** start SOURCE TEXT **
Monday, October 03, 2005

A long, and long-overdue update!

Hey Everyone, Ok, so I got a bit busy with breaking in new boots and blades in time for the National Training camp in Italy, and for the competition in Japan, but I'm back in Lake Arrowhead with a moment to share with anyone who reads this.

First there's something I need to get off my back before I get into my past few weeks. When I compete internationally, and even nationally my parents very seldom are able to come and watch me. In order to find out how I've done at these competitions they usually go on some figure skating chat sites to look for results. What they certainly don't expect to find on these sites are topics questioning their parenting skills. I know this is maybe a side of me that people have never seen before, but I'm the one who chose to be a competitive skater. I've learned to deal with criticism and the odd negative comment because I know that it comes with the territory, but my parents? For the record, my parents are incredible people! They were the ones who supported me both emotionally and economically even when I came last at competitions. Some days when I didn't think I had what it took, they reminded me that all it takes is perseverance. They disciplined my sister and me when we misbehaved, and raised us to treat others as we wished to be treated.

I know that all of the people that read this blog are probably great supporters of mine, so I would ask if you could do this: Ask the others, who may not care for my skating (which is fine of course!), to direct all insult and criticism to ME, and not my parents.
** end SOURCE TEXT **
** start STORED DATA **
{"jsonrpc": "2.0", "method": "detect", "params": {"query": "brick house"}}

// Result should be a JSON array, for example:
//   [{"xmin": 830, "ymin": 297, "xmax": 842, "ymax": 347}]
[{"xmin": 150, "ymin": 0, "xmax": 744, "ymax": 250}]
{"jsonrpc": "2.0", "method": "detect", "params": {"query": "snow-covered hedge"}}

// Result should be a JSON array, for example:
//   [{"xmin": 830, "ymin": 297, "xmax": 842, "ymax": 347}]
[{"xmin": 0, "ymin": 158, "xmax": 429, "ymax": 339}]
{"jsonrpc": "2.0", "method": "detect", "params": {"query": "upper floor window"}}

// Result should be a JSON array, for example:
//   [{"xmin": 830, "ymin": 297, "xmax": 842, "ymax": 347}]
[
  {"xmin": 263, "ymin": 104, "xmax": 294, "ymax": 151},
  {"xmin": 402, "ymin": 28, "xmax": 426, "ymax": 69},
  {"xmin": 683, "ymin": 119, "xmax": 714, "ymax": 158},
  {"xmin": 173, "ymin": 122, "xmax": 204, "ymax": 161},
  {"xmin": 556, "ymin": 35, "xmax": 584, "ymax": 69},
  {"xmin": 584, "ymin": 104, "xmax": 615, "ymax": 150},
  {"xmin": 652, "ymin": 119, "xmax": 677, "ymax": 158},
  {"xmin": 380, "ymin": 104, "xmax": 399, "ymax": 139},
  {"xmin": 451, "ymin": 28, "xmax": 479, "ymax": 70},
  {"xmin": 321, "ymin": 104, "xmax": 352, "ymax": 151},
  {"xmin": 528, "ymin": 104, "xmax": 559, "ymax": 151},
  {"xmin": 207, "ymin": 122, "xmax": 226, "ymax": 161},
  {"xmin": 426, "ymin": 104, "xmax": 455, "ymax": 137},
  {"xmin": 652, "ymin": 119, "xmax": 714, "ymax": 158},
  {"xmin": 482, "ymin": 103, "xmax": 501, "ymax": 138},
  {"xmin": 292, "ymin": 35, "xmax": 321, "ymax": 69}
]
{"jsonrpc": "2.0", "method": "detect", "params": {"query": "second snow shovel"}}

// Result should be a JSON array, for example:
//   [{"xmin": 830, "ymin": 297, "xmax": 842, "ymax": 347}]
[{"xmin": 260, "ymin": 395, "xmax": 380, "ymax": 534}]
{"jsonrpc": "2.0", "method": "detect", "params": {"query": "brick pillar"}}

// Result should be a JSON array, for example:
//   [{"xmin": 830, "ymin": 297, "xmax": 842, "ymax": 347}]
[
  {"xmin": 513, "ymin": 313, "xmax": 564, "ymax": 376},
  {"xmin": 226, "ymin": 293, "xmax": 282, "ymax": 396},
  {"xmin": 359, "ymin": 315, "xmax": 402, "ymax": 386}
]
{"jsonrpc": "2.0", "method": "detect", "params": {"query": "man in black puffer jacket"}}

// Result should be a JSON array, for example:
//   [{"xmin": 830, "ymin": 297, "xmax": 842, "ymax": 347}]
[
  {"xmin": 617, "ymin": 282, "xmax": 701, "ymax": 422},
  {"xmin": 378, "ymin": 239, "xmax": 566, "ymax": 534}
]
** end STORED DATA **
** start STORED DATA **
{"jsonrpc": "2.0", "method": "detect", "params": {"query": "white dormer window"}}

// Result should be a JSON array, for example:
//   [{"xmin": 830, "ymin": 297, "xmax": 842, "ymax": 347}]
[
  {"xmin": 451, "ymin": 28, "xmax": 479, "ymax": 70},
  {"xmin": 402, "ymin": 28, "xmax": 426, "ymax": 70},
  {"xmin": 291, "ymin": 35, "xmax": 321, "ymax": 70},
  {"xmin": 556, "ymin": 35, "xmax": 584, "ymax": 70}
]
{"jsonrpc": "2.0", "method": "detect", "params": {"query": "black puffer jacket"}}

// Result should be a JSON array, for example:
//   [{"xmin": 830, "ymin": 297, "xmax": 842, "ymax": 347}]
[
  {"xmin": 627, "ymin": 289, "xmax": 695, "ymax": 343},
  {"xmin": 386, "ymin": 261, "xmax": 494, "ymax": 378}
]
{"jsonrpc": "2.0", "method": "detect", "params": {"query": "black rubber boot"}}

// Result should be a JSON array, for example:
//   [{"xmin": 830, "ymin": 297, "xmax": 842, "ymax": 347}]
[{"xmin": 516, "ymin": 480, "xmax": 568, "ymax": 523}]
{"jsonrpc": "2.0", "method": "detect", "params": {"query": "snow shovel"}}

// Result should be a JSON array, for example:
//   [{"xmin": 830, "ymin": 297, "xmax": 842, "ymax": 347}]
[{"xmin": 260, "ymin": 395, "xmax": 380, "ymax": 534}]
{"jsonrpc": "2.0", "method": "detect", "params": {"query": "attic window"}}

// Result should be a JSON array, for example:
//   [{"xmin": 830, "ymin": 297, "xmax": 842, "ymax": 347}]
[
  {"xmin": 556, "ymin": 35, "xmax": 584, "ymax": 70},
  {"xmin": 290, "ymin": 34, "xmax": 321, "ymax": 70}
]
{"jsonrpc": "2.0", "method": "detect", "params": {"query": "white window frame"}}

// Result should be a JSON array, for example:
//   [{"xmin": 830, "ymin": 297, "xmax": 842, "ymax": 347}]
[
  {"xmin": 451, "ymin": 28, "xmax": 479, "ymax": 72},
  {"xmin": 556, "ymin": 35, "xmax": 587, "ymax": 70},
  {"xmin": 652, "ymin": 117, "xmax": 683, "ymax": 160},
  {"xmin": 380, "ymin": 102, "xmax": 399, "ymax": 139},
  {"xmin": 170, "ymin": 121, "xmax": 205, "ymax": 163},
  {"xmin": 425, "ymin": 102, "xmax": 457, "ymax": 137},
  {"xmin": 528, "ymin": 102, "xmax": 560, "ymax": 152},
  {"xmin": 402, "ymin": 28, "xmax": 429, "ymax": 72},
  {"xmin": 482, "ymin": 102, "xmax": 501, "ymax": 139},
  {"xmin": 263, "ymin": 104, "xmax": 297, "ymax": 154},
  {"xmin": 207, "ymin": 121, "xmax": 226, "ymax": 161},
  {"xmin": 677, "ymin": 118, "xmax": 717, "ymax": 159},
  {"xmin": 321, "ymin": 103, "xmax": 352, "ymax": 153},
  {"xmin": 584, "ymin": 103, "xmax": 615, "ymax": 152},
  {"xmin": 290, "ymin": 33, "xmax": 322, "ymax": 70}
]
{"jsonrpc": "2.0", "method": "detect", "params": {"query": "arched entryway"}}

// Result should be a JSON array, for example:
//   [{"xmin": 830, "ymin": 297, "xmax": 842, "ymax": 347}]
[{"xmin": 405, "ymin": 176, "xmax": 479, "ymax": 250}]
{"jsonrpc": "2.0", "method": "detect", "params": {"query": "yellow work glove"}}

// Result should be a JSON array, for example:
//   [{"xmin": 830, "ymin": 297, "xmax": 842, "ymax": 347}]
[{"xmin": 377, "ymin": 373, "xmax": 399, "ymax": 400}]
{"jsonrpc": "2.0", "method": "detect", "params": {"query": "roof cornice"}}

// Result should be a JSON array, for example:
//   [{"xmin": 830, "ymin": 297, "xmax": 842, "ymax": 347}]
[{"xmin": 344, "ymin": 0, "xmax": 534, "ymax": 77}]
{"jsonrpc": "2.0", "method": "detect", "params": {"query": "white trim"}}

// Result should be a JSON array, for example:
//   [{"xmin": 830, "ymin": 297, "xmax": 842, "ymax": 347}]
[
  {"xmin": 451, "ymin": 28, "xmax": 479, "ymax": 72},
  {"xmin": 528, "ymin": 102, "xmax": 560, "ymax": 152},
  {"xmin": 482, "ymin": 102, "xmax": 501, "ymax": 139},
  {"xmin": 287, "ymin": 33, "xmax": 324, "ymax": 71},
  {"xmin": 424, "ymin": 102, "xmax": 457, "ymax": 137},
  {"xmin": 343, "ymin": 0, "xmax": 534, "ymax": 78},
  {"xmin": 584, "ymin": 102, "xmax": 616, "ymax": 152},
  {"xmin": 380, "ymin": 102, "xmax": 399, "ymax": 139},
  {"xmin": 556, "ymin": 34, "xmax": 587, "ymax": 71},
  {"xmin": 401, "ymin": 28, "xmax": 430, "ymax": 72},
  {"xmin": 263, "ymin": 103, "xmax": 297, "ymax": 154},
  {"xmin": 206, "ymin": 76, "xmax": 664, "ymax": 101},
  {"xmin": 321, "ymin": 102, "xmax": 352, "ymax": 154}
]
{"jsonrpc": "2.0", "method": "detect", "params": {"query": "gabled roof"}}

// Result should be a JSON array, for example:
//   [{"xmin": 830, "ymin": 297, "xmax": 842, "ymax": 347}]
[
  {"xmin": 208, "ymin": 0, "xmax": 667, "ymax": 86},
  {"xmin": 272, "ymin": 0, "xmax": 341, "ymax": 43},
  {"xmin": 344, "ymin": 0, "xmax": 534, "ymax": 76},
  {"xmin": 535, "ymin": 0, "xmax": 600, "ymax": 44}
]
** end STORED DATA **
**TASKS TO COMPLETE:**
1. From the skating blog post, pull out the part that begins with the words containing "I know that all" and ends with "not my parents.", word for word.
2. In the skating blog post, what country hosted the National Training camp?
The records don't matter here.

**SOLVED PROBLEMS:**
1.
I know that all of the people that read this blog are probably great supporters of mine, so I would ask if you could do this: Ask the others, who may not care for my skating (which is fine of course!), to direct all insult and criticism to ME, and not my parents.

2. Italy